Text passage:

====================

There is no indication in the Act as to which, if any, of these factors should take precedence in the reaching of a decision about best interests. The Code of Practice states that, for example, that a person’s wishes and feelings, values and beliefs ‘will not necessarily be the deciding factor in working out their best interests’. Yet the Code notes the legal requirement to pay special attention to any written statements the person may have made before losing capacity (Lord Chancellor 2007, para 5.38-5.42). The courts have stated in this respect, that the ‘further capacity is reduced, the lighter autonomy weighs’ (Re C (Adult: refusal of treatment). So, conversely:

The nearer to capacity, so greater weight on wishes in determining best interests. ‘The nearer to the borderline the particular adult, even if she falls on the wrong side of the line, the more weight must in principle be attached to her wishes and feelings, because the greater distress, the humiliation and indeed it may even be the anger she is likely to feel the better she is able to appreciate that others are taking on her behalf decisions which vitally affect her – matters, it may be, as here [a personal, sexual relationship], of an intensely private and personal nature’ (Local Authority X v MM).

====================

Referring expression data based on photos:
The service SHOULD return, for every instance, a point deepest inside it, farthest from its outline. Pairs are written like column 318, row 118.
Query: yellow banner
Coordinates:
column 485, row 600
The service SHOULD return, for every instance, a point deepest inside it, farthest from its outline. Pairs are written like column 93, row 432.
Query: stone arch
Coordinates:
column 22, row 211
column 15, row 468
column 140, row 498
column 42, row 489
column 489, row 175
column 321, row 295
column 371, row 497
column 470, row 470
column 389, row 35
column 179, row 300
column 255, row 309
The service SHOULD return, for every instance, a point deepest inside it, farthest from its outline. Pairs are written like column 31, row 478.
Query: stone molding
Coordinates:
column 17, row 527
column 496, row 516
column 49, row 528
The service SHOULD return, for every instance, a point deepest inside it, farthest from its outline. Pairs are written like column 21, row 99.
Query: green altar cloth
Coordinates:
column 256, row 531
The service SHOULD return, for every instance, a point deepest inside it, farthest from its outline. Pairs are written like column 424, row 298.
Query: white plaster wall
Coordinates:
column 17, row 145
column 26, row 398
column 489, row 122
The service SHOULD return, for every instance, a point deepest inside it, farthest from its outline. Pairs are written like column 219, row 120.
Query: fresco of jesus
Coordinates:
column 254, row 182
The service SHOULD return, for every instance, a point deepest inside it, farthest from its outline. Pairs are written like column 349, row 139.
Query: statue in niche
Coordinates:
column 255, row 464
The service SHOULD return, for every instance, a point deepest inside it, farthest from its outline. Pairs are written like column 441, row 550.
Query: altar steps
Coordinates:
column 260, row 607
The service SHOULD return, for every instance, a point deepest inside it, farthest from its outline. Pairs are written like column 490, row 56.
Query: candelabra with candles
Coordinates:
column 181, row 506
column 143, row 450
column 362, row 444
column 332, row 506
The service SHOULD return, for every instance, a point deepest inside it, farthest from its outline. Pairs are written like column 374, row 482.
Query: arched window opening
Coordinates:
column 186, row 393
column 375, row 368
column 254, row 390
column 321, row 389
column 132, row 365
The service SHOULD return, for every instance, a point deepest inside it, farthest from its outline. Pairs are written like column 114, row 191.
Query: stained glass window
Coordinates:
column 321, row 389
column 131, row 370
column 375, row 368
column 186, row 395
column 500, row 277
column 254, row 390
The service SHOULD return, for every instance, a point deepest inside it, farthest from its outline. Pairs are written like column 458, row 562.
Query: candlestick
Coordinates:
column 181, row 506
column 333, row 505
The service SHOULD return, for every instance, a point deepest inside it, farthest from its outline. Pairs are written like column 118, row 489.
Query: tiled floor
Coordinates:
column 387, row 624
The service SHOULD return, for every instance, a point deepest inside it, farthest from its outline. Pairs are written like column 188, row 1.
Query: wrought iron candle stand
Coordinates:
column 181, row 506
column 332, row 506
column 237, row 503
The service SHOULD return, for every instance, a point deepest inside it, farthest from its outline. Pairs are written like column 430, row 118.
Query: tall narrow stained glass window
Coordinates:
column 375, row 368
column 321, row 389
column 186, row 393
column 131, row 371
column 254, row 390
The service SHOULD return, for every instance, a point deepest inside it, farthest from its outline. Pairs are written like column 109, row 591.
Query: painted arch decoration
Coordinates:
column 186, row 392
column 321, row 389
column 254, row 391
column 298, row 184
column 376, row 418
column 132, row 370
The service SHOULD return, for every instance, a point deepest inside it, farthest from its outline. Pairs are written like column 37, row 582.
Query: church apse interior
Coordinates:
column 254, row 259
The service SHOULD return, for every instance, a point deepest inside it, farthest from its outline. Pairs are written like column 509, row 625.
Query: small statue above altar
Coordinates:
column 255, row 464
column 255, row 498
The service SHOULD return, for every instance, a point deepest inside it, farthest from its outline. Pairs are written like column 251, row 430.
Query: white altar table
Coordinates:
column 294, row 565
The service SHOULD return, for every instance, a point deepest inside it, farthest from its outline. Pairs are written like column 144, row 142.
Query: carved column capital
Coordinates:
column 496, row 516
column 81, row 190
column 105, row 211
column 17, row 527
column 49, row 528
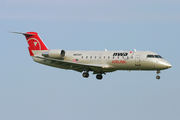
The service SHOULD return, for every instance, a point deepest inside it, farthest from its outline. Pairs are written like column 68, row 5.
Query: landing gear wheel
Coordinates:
column 85, row 75
column 99, row 76
column 157, row 77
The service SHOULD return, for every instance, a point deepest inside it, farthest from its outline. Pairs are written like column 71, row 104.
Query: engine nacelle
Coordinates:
column 54, row 54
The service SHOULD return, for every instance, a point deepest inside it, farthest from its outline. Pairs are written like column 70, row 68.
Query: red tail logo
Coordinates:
column 34, row 41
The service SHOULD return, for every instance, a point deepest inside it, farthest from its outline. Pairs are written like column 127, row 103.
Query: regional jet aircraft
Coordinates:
column 99, row 62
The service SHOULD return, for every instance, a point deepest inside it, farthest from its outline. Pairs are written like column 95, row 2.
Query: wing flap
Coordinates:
column 76, row 66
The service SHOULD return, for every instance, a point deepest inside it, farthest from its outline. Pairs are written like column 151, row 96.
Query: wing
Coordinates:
column 79, row 67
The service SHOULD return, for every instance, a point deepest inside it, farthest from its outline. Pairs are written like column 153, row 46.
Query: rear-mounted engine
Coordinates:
column 54, row 54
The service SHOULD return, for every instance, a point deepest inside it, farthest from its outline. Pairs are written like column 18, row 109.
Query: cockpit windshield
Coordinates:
column 154, row 56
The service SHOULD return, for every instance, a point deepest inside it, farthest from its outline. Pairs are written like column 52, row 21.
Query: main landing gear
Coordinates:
column 85, row 74
column 99, row 76
column 158, row 77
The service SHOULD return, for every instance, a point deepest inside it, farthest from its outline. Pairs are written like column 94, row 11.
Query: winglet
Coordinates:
column 30, row 51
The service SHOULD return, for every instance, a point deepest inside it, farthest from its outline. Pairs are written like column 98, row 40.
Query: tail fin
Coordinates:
column 34, row 41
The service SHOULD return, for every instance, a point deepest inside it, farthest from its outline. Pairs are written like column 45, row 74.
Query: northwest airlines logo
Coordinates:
column 34, row 44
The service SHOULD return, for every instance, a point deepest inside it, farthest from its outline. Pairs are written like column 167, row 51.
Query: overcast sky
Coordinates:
column 29, row 90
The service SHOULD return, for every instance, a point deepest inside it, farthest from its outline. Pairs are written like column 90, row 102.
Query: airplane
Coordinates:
column 98, row 62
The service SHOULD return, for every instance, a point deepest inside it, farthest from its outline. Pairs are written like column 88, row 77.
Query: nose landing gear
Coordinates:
column 158, row 77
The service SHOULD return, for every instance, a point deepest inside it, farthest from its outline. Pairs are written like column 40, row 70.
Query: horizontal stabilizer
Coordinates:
column 21, row 33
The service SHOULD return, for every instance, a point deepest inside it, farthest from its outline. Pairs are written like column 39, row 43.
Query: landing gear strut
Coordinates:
column 158, row 77
column 85, row 74
column 99, row 76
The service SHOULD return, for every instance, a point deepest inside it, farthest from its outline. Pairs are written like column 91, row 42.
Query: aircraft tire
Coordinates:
column 157, row 77
column 85, row 75
column 99, row 77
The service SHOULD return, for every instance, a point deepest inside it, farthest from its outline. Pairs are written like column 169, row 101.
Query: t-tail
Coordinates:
column 36, row 45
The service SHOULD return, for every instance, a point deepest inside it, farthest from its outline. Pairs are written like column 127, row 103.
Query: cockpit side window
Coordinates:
column 150, row 56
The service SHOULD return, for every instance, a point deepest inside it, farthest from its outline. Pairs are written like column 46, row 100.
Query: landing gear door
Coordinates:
column 138, row 61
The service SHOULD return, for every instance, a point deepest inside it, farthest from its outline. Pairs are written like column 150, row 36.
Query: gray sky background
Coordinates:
column 29, row 90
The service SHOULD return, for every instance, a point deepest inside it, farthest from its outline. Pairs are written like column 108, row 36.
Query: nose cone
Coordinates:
column 165, row 64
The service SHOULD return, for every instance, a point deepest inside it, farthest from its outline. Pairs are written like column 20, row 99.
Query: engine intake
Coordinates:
column 54, row 54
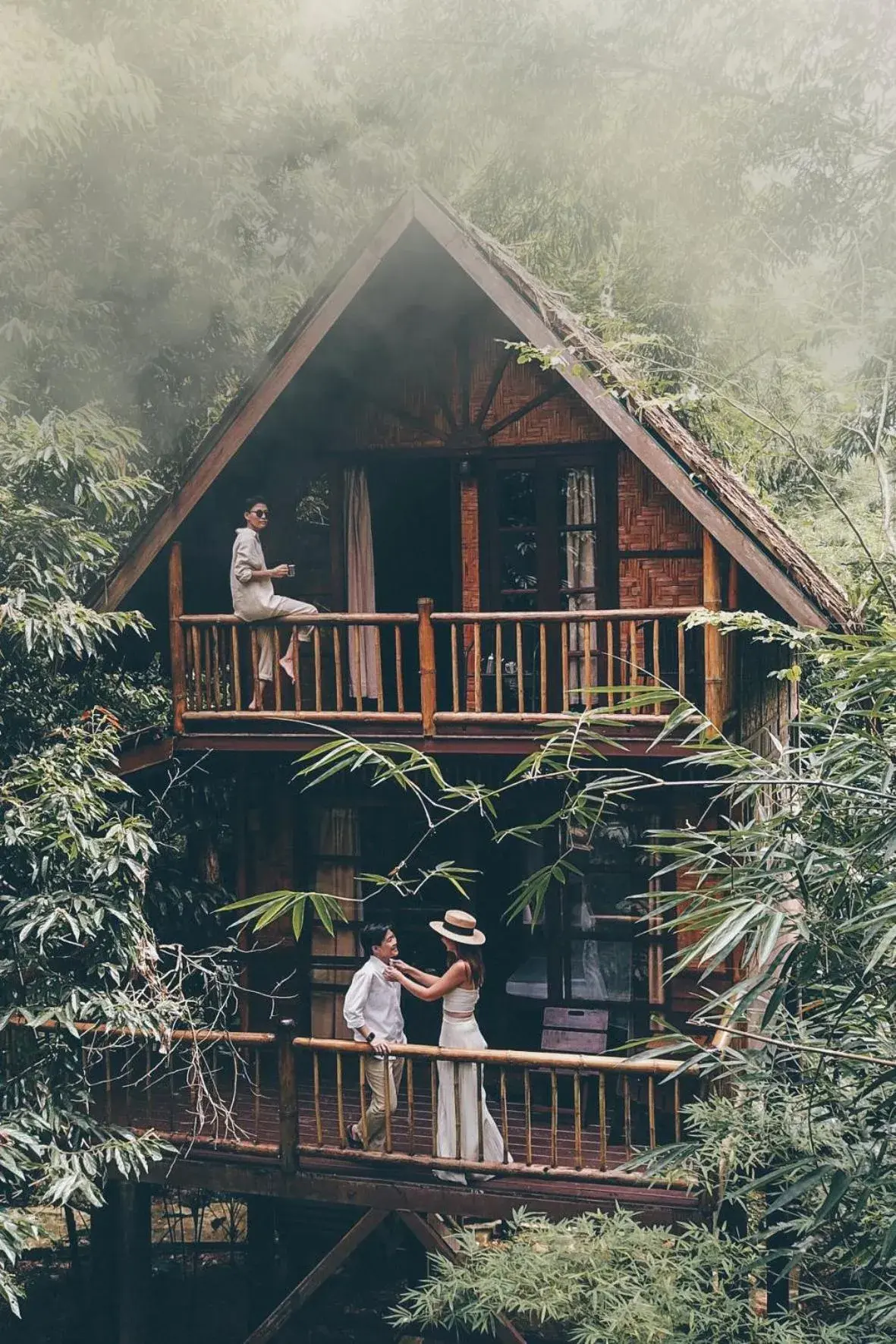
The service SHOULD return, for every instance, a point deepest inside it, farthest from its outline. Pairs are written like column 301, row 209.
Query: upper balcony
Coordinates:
column 486, row 679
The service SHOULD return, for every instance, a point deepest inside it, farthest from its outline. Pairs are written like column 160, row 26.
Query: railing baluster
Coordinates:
column 362, row 1079
column 215, row 664
column 577, row 1117
column 399, row 671
column 498, row 669
column 257, row 1100
column 611, row 666
column 387, row 1100
column 520, row 671
column 319, row 1121
column 477, row 669
column 359, row 688
column 338, row 667
column 207, row 675
column 340, row 1106
column 434, row 1108
column 479, row 1138
column 296, row 653
column 379, row 669
column 319, row 690
column 257, row 686
column 278, row 691
column 602, row 1117
column 234, row 651
column 652, row 1109
column 410, row 1106
column 681, row 657
column 198, row 669
column 657, row 704
column 543, row 667
column 626, row 1113
column 456, row 679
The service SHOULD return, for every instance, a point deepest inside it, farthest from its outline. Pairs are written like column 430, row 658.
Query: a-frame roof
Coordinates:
column 707, row 488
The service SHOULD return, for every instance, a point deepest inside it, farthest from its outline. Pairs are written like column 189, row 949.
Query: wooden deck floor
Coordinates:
column 242, row 1152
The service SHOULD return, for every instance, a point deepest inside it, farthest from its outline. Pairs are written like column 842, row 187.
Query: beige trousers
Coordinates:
column 378, row 1070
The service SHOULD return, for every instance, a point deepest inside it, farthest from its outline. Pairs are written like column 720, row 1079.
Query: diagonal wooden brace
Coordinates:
column 322, row 1270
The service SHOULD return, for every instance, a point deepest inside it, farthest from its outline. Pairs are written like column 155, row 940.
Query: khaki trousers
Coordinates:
column 378, row 1070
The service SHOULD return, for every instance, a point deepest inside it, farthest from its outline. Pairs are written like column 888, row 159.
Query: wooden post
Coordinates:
column 288, row 1093
column 426, row 637
column 261, row 1251
column 175, row 612
column 714, row 641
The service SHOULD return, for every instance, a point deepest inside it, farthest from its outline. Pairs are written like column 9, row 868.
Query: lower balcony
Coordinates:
column 568, row 1126
column 444, row 675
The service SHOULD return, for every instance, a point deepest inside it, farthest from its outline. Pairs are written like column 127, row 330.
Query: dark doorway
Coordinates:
column 411, row 518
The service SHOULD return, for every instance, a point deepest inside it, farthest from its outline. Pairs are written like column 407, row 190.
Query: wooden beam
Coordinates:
column 228, row 437
column 714, row 640
column 648, row 449
column 175, row 612
column 434, row 1235
column 322, row 1270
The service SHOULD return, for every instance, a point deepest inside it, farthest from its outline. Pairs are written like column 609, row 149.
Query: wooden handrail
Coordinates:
column 523, row 1058
column 304, row 618
column 586, row 615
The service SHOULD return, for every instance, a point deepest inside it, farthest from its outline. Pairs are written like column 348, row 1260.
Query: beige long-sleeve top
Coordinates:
column 253, row 598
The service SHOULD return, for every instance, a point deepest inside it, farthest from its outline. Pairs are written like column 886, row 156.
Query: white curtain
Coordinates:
column 362, row 587
column 580, row 566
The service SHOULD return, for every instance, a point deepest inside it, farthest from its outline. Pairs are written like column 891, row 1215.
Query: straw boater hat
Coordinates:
column 458, row 927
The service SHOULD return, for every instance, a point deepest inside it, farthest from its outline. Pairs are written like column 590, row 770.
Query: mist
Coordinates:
column 711, row 186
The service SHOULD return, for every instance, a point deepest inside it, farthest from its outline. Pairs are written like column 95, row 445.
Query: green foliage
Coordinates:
column 603, row 1279
column 77, row 854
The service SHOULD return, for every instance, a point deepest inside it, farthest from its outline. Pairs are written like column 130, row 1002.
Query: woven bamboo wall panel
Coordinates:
column 650, row 519
column 653, row 582
column 563, row 420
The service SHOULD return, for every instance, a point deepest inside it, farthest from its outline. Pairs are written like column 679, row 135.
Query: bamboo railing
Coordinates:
column 437, row 669
column 287, row 1098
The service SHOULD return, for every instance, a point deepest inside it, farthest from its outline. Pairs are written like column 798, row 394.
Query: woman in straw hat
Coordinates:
column 458, row 990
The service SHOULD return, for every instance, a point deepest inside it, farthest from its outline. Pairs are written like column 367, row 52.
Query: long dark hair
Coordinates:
column 473, row 958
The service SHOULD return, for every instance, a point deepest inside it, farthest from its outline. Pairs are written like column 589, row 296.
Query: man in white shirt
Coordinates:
column 373, row 1011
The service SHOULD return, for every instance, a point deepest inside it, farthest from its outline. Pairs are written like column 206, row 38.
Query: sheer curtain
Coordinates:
column 580, row 565
column 362, row 587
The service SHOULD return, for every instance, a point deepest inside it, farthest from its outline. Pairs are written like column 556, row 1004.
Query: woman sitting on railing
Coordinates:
column 254, row 597
column 458, row 990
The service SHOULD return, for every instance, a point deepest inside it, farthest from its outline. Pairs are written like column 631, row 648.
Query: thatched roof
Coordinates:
column 725, row 486
column 709, row 489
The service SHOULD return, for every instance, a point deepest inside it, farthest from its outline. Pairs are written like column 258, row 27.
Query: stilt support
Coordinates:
column 435, row 1235
column 322, row 1270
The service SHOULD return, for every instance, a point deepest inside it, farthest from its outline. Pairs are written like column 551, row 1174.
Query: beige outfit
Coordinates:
column 462, row 1140
column 254, row 600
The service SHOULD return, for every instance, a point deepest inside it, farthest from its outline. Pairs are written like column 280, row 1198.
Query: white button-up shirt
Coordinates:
column 373, row 1000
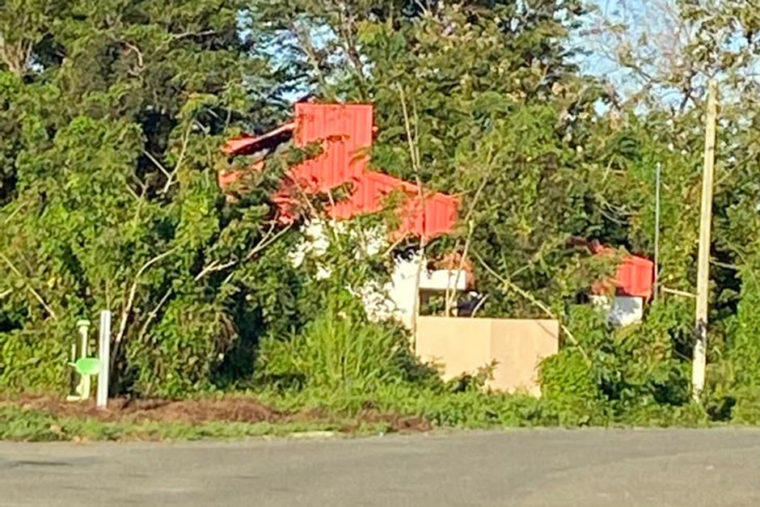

====================

Instructions to follow:
According to the Code of Practice as quoted in the best-interests passage, which of a person's attributes will not necessarily be the deciding factor in working out their best interests? List each one. Use only the text to answer.

Answer area:
- Wishes
- Feelings
- Values
- Beliefs